Erasmus and the Transformation of Early Modern Political Authority in The Education of a Christian Prince

By Zachary S. Brown
2016, Vol. 8 No. 08 | pg. 1/1


Often called the “prince of the humanists” Erasmus of Rotterdam (1466-1536) was one of the most influential European philosophers and theologians of the early modern period. However, today he is often overshadowed by his more radical contemporaries, particularly Niccolò Machiavelli, and regarded as a quixotic moderate. This article seeks to challenge this traditional view of Erasmus by exploring the rhetoric and claims of one of his most famous works, The Education of a Christian Prince (1516), a political advice manual written to the future Holy Roman Emperor Charles V. An analysis of the text reveals that, rather than an out of touch idealist, Erasmus had an adept understanding of the pressures shaping political authority in sixteenth century Europe, which he used in the text for his own self interest - to secure a position as the future Emperor’s advisor. In particular, he understood the desire of monarchs to expand their influence at the expense of clerical power, predicting how rulers would use the coming Reformation to their advantage.

Erasmus of Rotterdam

Portrait of Erasmus of Rotterdam, circa 1530-1536 by Lucas Cranach the Elder (1472-1553).

• **What you should do**:
Name every person mentioned in the article on Erasmus above, including its author.

• **Supplied records**:
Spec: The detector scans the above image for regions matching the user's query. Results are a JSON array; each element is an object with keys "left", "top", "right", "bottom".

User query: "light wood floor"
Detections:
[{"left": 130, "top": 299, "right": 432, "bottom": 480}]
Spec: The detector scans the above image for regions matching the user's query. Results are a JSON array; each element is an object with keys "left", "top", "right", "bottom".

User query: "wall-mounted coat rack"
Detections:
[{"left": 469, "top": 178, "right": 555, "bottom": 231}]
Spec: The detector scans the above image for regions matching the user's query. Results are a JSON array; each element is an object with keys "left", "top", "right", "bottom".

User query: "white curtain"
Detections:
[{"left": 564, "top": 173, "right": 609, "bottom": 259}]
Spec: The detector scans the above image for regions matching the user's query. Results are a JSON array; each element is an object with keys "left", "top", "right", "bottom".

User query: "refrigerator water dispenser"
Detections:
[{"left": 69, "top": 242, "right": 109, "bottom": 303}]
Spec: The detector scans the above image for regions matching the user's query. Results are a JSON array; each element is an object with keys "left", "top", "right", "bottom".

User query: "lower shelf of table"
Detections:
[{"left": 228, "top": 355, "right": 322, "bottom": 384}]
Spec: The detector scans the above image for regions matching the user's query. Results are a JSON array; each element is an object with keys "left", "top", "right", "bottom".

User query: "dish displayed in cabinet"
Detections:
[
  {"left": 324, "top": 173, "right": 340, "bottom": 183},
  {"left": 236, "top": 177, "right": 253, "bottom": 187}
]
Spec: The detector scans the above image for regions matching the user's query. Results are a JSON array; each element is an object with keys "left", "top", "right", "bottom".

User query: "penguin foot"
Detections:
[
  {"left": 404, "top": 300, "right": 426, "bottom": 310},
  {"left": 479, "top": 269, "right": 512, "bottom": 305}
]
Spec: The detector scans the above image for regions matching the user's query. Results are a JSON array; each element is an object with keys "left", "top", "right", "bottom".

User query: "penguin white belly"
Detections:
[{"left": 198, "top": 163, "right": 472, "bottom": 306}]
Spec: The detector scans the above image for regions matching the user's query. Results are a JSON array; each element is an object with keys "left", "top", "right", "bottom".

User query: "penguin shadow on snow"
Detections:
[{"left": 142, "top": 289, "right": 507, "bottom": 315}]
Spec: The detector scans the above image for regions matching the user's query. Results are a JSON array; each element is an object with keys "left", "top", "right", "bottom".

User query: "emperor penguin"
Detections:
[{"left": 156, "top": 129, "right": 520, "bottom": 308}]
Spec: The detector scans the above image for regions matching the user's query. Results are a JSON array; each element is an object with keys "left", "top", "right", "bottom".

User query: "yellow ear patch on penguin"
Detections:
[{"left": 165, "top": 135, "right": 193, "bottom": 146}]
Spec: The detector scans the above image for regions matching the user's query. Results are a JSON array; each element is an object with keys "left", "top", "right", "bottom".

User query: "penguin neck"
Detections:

• **Reply to the exercise**:
- Zachary S. Brown
- Erasmus of Rotterdam
- Niccolò Machiavelli
- Charles V
- Lucas Cranach the Elder